**Your task**
From the first line to the last, restate the data exactly, leaving out the images.

**Given data**
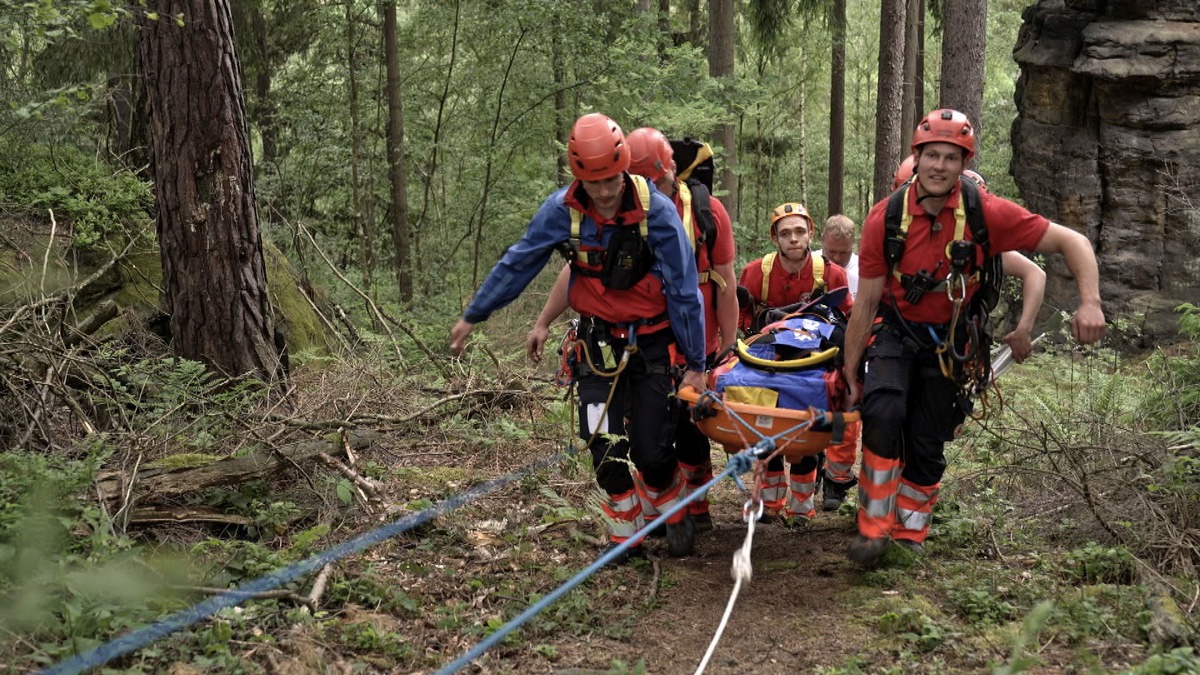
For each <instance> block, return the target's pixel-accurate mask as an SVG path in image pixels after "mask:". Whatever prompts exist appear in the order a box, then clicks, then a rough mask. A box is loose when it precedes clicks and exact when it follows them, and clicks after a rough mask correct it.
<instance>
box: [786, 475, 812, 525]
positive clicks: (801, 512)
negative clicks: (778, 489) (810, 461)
mask: <svg viewBox="0 0 1200 675" xmlns="http://www.w3.org/2000/svg"><path fill="white" fill-rule="evenodd" d="M816 491H817V470H816V468H814V470H812V471H809V472H808V473H792V474H790V478H788V490H787V513H786V515H787V516H788V518H792V516H797V515H799V516H802V518H808V519H809V520H812V519H814V518H816V514H817V512H816V508H815V507H814V506H812V494H814V492H816Z"/></svg>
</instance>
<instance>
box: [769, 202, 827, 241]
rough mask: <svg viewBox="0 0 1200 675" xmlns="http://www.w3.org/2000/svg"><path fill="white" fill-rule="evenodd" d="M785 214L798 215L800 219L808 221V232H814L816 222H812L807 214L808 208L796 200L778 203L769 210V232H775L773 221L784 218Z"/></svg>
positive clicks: (774, 223)
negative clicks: (808, 229)
mask: <svg viewBox="0 0 1200 675" xmlns="http://www.w3.org/2000/svg"><path fill="white" fill-rule="evenodd" d="M787 216H800V217H802V219H804V220H806V221H809V234H812V233H814V232H816V223H814V222H812V216H810V215H809V210H808V209H805V208H804V204H800V203H798V202H787V203H786V204H780V205H778V207H775V208H774V209H773V210H772V211H770V233H772V234H774V233H775V223H776V222H779V221H781V220H784V219H785V217H787Z"/></svg>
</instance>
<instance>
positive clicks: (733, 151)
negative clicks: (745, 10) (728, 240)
mask: <svg viewBox="0 0 1200 675" xmlns="http://www.w3.org/2000/svg"><path fill="white" fill-rule="evenodd" d="M708 12H709V31H708V34H709V38H710V42H709V47H708V74H709V76H712V77H714V78H721V77H727V78H731V79H732V78H733V56H734V50H733V46H734V42H736V40H734V37H736V36H734V30H736V24H734V17H733V0H712V1H710V2H709V4H708ZM736 129H737V127H736V126H734V125H733V124H732V123H728V124H722V125H720V126H718V127H716V132H715V133H714V135H713V138H714V141H716V144H718V145H720V147H721V148H722V149H724V150H725V156H724V157H721V159H720V161H721V165H720V169H719V172H718V173H719V185H720V189H721V190H722V191H724V192H725V193H724V195H721V202H722V203H724V204H725V209H726V210H727V211H728V213H730V217H731V219H732V220H734V221H737V220H738V175H737V173H736V168H737V157H738V155H737V133H736Z"/></svg>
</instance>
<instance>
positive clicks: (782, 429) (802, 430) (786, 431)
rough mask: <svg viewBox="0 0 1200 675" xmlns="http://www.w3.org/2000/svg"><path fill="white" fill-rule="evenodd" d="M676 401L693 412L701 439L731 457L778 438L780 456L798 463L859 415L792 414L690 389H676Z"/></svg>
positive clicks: (850, 413) (826, 447)
mask: <svg viewBox="0 0 1200 675" xmlns="http://www.w3.org/2000/svg"><path fill="white" fill-rule="evenodd" d="M679 399H680V400H683V401H686V402H688V406H689V407H690V408H692V411H694V412H692V418H694V419H695V420H696V426H697V428H700V430H701V431H702V432H703V434H704V436H708V437H709V438H712V440H713V441H716V442H718V443H720V444H721V446H724V447H725V452H726V453H730V454H731V455H732V454H737V453H740V452H742V450H744V449H746V448H748V447H750V446H754V444H755V443H757V442H758V441H761V440H762V438H763V437H767V438H772V437H776V436H778V438H775V447H776V448H778V449H779V450H780V454H781V455H784V458H786V459H787V460H788V461H799V460H800V459H802V458H804V456H806V455H815V454H817V453H820V452H821V450H823V449H826V448H828V447H829V446H830V444H832V443H833V440H834V431H835V430H836V429H838V428H839V426H841V428H842V429H844V428H845V424H848V423H851V422H858V420H859V414H858V411H853V412H839V411H817V410H815V408H810V410H791V408H776V407H768V406H756V405H750V404H734V402H725V401H722V400H720V399H719V398H718V396H716V394H715V393H706V394H704V395H701V394H700V393H698V392H696V389H695V388H692V387H683V388H682V389H679ZM713 399H716V400H715V401H714V400H713ZM802 425H803V426H802ZM780 435H782V436H780Z"/></svg>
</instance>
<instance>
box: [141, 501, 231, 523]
mask: <svg viewBox="0 0 1200 675" xmlns="http://www.w3.org/2000/svg"><path fill="white" fill-rule="evenodd" d="M163 522H212V524H217V525H240V526H242V527H248V526H250V525H253V522H254V521H253V520H252V519H251V518H248V516H245V515H238V514H235V513H222V512H220V510H217V509H215V508H212V507H168V506H161V504H157V506H149V507H145V508H136V509H133V513H131V514H130V522H128V524H130V525H160V524H163Z"/></svg>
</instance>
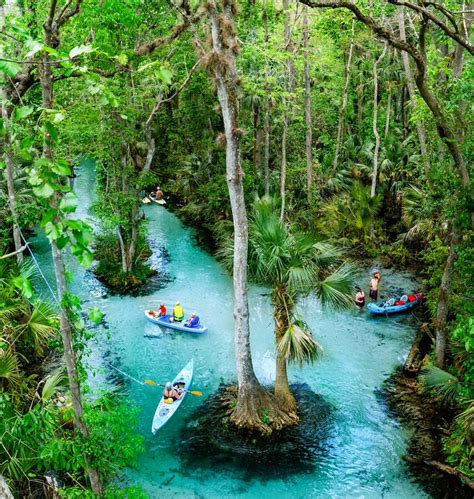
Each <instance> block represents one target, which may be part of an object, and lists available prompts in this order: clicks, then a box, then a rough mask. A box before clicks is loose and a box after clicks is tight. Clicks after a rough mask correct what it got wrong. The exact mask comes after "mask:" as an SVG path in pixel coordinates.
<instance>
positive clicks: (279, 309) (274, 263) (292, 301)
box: [249, 198, 353, 412]
mask: <svg viewBox="0 0 474 499" xmlns="http://www.w3.org/2000/svg"><path fill="white" fill-rule="evenodd" d="M340 261H341V255H340V253H339V251H337V250H336V249H335V248H334V247H333V246H331V245H329V244H326V243H324V242H321V241H318V239H317V237H316V236H315V235H314V234H307V233H302V232H300V231H298V230H297V229H295V228H293V227H291V226H289V225H288V223H282V222H281V221H280V219H279V216H278V213H277V210H276V204H275V202H274V201H272V200H271V199H270V198H263V199H258V200H257V201H256V203H255V205H254V210H253V214H252V216H251V220H250V226H249V271H250V274H251V275H252V276H253V277H254V278H255V279H256V280H257V281H258V282H261V283H262V284H267V285H269V286H271V288H272V304H273V307H274V312H273V317H274V320H275V341H276V352H277V359H276V364H277V366H276V367H277V370H276V380H275V395H276V397H277V398H278V399H279V401H280V403H281V405H282V408H283V409H284V410H286V411H290V412H294V411H296V401H295V399H294V397H293V395H292V393H291V391H290V387H289V384H288V374H287V366H288V363H298V364H300V365H302V364H305V363H307V362H313V361H314V360H316V358H317V357H318V354H319V353H320V351H321V347H320V346H319V344H318V343H317V342H316V340H315V339H314V338H313V336H312V335H311V331H310V328H309V327H308V326H307V325H306V324H305V323H304V322H303V321H302V320H301V319H299V317H298V315H297V312H296V304H297V301H298V298H300V297H303V296H308V295H310V294H312V293H315V294H316V296H317V297H318V298H319V299H320V300H321V301H322V303H323V304H324V305H326V306H331V307H344V306H347V305H349V304H350V303H351V301H352V289H353V270H352V267H350V266H349V265H347V264H342V265H340Z"/></svg>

**Expected answer**
For each <instance> block, return the target's pixel-accurate mask as an SVG path in image pixels after "mask:". Whatever prompts exist appear in the order a box, then clicks, then a rough mask. A box is loose when it precedes clicks and exact when it follows them, and clicks after a rough mask correct it.
<instance>
box: [786, 475, 812, 525]
positive clicks: (801, 512)
negative clicks: (778, 489) (810, 461)
mask: <svg viewBox="0 0 1200 675" xmlns="http://www.w3.org/2000/svg"><path fill="white" fill-rule="evenodd" d="M816 491H817V470H816V468H814V470H812V471H809V472H808V473H792V474H790V478H788V490H787V513H786V515H787V516H788V518H792V516H797V515H799V516H802V518H808V519H809V520H812V519H814V518H816V514H817V512H816V508H815V507H814V506H812V494H814V492H816Z"/></svg>
</instance>
<instance>
box: [769, 202, 827, 241]
rough mask: <svg viewBox="0 0 1200 675" xmlns="http://www.w3.org/2000/svg"><path fill="white" fill-rule="evenodd" d="M785 214L798 215L800 219L808 221V232H814L816 222H812L807 214L808 208L796 200L778 203L769 210V232H775L773 221L784 218Z"/></svg>
positive clicks: (774, 223)
negative clicks: (808, 229)
mask: <svg viewBox="0 0 1200 675" xmlns="http://www.w3.org/2000/svg"><path fill="white" fill-rule="evenodd" d="M787 216H800V217H802V219H804V220H806V221H809V234H812V233H814V232H816V223H814V222H812V216H810V215H809V210H808V209H805V208H804V204H800V203H798V202H787V203H786V204H780V205H778V207H775V208H774V209H773V210H772V211H770V233H772V234H774V233H775V223H776V222H779V221H781V220H784V219H785V217H787Z"/></svg>
</instance>
<instance>
positive clicks: (733, 151)
negative clicks: (745, 10) (728, 240)
mask: <svg viewBox="0 0 1200 675" xmlns="http://www.w3.org/2000/svg"><path fill="white" fill-rule="evenodd" d="M708 12H709V31H708V34H709V38H710V42H709V47H708V74H709V76H712V77H714V78H721V77H727V78H731V79H732V78H733V56H734V50H733V46H734V42H736V40H734V37H736V36H734V30H736V24H734V17H733V0H712V1H710V2H709V4H708ZM736 129H737V127H736V126H734V125H733V124H732V123H728V124H722V125H720V126H718V127H716V132H715V133H714V135H713V138H714V141H716V144H718V145H720V147H721V148H722V149H724V150H725V156H724V157H721V159H720V161H721V165H720V169H719V172H718V173H719V185H720V189H721V190H722V191H724V192H725V193H724V195H721V202H722V203H724V204H725V209H726V210H727V211H728V213H730V217H731V219H732V220H734V221H737V220H738V175H737V173H736V168H737V157H738V155H737V133H736Z"/></svg>
</instance>
<instance>
positive clicks: (782, 429) (802, 430) (786, 431)
rough mask: <svg viewBox="0 0 1200 675" xmlns="http://www.w3.org/2000/svg"><path fill="white" fill-rule="evenodd" d="M676 401L693 412L701 439L731 457L778 438L780 456L798 463L859 415L792 414L690 389H676Z"/></svg>
positive clicks: (850, 413) (826, 447)
mask: <svg viewBox="0 0 1200 675" xmlns="http://www.w3.org/2000/svg"><path fill="white" fill-rule="evenodd" d="M679 399H680V400H683V401H686V402H688V406H689V407H690V408H692V411H694V412H692V418H694V419H695V420H696V426H697V428H700V430H701V431H702V432H703V434H704V436H708V437H709V438H712V440H713V441H716V442H718V443H720V444H721V446H724V447H725V452H726V453H730V454H731V455H732V454H737V453H740V452H742V450H744V449H746V448H748V447H750V446H754V444H755V443H757V442H758V441H761V440H762V438H763V437H767V438H772V437H776V436H778V438H775V447H776V448H778V449H779V450H780V454H781V455H784V458H786V459H787V460H788V461H799V460H800V459H802V458H804V456H806V455H815V454H817V453H820V452H821V450H823V449H826V448H828V447H829V446H830V444H832V443H833V440H834V431H835V430H836V429H838V428H839V426H841V428H842V429H844V428H845V424H848V423H851V422H858V420H859V414H858V411H853V412H839V411H817V410H815V408H810V410H791V408H776V407H768V406H756V405H750V404H734V402H725V401H722V400H720V399H719V398H718V396H716V394H715V393H706V394H704V395H701V394H700V393H698V392H696V389H695V388H692V387H683V388H682V389H679ZM713 399H716V400H715V401H714V400H713ZM802 425H803V426H802ZM780 435H782V436H780Z"/></svg>
</instance>
<instance>
box: [141, 501, 231, 523]
mask: <svg viewBox="0 0 1200 675" xmlns="http://www.w3.org/2000/svg"><path fill="white" fill-rule="evenodd" d="M163 522H212V524H217V525H240V526H242V527H248V526H250V525H253V522H254V521H253V520H252V519H251V518H248V516H245V515H238V514H235V513H222V512H220V510H217V509H215V508H212V507H168V506H161V504H157V506H149V507H145V508H136V509H133V513H131V514H130V522H128V524H130V525H160V524H163Z"/></svg>
</instance>
Each <instance> block represents one target, which may be part of an object, and lists available prompts in this order: clicks, then a box, then a rough mask. A box before clicks is loose and a box after clicks is tight. Clicks after a rough mask correct what it got wrong. The exact mask comes after "mask:" as an SVG path in pixel coordinates.
<instance>
positive clicks: (279, 309) (274, 263) (292, 301)
box: [249, 198, 353, 412]
mask: <svg viewBox="0 0 474 499" xmlns="http://www.w3.org/2000/svg"><path fill="white" fill-rule="evenodd" d="M340 261H341V255H340V253H339V251H337V250H336V249H335V248H334V247H333V246H331V245H329V244H326V243H324V242H321V241H318V239H317V237H316V236H315V235H314V234H307V233H302V232H300V231H298V230H297V229H295V228H293V227H291V226H289V225H288V223H282V222H281V221H280V219H279V216H278V213H277V210H276V204H275V202H274V201H272V200H271V199H270V198H263V199H258V200H257V201H256V203H255V205H254V210H253V214H252V216H251V220H250V226H249V271H250V274H251V275H252V276H253V277H254V278H255V279H256V280H257V281H258V282H261V283H262V284H267V285H269V286H271V288H272V304H273V307H274V312H273V317H274V320H275V341H276V352H277V359H276V364H277V366H276V367H277V370H276V380H275V395H276V397H277V398H278V399H279V401H280V403H281V405H282V408H283V409H284V410H286V411H290V412H294V411H296V401H295V399H294V397H293V395H292V393H291V391H290V387H289V384H288V374H287V366H288V363H298V364H300V365H302V364H305V363H307V362H313V361H314V360H316V358H317V357H318V354H319V353H320V351H321V347H320V346H319V344H318V343H317V342H316V340H315V339H314V338H313V336H312V335H311V331H310V328H309V327H308V326H307V325H306V324H305V323H304V322H303V321H302V320H301V319H299V317H298V315H297V312H296V304H297V301H298V298H300V297H303V296H308V295H310V294H312V293H315V294H316V296H317V297H318V298H319V299H320V300H321V301H322V303H323V304H324V305H326V306H331V307H344V306H347V305H349V304H350V303H351V301H352V289H353V270H352V267H350V266H349V265H347V264H342V265H340Z"/></svg>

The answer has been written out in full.